● Exercise description:
From the entries, copy every line that carries the string "below".

Excerpts from a dataset:
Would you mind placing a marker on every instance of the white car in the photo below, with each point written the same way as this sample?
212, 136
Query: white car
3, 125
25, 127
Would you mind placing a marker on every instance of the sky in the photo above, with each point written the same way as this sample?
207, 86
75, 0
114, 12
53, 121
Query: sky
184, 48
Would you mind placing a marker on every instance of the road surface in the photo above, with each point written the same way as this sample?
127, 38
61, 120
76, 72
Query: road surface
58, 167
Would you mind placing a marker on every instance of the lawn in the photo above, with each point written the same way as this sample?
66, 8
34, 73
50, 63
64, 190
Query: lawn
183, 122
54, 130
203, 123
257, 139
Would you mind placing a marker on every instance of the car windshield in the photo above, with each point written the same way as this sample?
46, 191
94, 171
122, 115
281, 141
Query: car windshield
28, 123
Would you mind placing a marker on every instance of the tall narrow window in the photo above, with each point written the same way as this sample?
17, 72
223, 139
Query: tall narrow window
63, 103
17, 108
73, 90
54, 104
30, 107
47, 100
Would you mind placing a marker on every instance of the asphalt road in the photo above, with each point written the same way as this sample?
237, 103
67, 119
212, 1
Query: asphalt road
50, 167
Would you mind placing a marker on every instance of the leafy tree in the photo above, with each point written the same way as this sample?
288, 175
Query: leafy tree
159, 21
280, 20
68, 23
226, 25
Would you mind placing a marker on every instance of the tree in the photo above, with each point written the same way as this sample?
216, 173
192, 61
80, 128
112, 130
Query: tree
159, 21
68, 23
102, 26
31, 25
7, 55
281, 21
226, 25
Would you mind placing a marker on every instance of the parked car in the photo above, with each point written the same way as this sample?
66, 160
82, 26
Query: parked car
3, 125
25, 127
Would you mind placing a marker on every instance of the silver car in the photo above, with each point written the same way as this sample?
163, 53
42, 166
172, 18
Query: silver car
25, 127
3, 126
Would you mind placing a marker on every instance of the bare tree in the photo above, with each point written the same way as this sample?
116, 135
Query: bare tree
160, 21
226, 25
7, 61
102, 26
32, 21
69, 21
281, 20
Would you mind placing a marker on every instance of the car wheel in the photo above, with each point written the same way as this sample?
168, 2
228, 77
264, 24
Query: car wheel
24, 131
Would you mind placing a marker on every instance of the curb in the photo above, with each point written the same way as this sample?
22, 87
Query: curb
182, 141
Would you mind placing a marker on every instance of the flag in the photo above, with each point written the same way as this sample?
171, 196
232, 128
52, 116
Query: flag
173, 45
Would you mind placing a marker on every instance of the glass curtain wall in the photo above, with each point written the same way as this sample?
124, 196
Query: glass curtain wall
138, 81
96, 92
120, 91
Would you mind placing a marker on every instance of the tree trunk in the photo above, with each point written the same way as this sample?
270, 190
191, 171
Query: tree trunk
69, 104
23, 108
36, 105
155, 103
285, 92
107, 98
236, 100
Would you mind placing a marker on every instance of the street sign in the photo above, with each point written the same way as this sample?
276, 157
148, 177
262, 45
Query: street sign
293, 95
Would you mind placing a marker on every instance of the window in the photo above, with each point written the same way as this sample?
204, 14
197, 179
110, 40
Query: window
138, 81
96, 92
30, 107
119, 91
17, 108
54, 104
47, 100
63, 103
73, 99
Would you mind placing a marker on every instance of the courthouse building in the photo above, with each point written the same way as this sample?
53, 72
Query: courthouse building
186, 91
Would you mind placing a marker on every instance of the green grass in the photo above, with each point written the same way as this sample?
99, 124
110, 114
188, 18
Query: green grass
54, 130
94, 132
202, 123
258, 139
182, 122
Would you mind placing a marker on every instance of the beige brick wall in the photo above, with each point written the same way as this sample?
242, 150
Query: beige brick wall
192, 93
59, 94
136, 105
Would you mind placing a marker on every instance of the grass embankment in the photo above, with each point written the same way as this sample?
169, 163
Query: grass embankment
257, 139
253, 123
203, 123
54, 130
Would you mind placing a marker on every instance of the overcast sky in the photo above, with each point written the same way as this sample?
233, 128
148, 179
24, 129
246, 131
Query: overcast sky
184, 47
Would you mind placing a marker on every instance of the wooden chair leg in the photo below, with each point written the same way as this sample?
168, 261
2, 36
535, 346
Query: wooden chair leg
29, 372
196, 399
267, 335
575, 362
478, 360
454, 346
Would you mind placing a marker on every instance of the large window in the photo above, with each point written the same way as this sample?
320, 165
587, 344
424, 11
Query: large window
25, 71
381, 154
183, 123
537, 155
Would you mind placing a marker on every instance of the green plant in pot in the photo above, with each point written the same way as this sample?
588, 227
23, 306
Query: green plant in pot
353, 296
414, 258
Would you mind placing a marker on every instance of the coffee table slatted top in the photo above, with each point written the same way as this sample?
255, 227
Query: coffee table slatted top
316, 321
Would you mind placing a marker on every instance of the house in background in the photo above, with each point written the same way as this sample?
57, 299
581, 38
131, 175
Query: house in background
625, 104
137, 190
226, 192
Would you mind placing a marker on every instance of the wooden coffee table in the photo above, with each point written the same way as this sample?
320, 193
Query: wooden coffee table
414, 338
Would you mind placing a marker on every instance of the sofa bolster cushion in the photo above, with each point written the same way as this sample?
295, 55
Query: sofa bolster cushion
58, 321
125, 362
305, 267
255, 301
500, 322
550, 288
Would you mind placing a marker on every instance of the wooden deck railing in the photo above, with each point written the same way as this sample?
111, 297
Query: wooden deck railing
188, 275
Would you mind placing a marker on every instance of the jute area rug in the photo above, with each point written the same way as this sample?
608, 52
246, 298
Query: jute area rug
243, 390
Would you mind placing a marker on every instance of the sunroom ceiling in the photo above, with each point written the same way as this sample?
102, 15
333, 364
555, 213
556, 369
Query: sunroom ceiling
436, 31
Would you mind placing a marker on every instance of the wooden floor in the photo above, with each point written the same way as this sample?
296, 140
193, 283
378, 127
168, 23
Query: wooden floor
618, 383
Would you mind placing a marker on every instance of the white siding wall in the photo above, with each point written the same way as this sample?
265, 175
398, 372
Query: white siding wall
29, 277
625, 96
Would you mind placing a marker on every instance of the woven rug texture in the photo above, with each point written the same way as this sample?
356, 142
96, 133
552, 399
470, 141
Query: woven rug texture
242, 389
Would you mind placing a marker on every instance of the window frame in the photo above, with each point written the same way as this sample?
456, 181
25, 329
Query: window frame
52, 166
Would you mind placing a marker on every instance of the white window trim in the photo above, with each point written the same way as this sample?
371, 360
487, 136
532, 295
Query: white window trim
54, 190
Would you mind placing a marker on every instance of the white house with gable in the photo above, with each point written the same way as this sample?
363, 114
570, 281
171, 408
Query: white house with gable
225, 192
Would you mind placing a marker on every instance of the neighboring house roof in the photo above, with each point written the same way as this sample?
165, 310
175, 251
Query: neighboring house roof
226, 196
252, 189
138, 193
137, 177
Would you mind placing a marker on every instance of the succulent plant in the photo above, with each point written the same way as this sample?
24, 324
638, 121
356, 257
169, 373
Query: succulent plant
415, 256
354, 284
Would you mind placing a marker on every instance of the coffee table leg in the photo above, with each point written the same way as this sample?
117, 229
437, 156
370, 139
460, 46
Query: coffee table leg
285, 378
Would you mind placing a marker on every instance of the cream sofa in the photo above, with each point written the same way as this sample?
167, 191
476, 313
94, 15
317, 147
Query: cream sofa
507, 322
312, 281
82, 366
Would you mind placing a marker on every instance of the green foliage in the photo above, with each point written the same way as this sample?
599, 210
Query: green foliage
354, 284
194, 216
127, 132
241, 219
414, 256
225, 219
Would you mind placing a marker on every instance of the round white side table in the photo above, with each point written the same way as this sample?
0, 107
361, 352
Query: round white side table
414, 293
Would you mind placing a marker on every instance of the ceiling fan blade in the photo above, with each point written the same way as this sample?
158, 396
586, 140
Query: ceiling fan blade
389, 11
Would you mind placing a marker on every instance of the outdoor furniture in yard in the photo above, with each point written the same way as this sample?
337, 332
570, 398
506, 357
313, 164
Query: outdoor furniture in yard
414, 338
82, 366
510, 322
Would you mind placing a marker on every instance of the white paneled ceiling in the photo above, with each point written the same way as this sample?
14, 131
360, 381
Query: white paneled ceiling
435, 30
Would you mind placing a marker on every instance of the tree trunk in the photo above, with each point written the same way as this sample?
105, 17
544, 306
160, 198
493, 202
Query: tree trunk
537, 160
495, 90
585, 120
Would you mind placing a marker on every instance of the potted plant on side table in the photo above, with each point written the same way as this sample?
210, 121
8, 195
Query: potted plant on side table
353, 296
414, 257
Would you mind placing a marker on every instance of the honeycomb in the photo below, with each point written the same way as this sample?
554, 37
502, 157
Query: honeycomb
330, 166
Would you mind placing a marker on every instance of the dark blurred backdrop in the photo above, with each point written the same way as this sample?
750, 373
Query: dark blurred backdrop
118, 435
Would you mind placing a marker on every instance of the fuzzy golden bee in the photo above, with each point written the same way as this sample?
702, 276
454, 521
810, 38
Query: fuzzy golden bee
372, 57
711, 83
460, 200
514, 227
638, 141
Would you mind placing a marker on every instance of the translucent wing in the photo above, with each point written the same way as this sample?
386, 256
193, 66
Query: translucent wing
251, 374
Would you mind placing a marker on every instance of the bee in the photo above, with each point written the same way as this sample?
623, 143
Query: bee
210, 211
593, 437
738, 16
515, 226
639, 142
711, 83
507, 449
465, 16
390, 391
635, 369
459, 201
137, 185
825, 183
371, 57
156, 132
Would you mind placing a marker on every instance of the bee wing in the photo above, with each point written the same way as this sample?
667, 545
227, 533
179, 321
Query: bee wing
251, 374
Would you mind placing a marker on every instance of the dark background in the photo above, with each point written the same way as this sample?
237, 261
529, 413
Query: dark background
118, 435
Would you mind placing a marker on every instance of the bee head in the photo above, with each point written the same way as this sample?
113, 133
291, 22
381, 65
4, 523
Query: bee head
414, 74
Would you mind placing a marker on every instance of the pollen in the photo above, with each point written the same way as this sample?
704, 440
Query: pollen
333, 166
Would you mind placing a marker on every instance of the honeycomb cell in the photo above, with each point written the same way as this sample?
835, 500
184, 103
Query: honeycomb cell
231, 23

● Task response:
Would you mind placing a marker on every instance of the white car in the photo below, with each point written the same way as this sample?
Would you mind placing a marker on every instance of the wooden chair leg in the photo below, with each point written the same way as this sample?
Would you mind placing a marker on every instance of the honeycomb in the photo below, with each point written the same way as this sample?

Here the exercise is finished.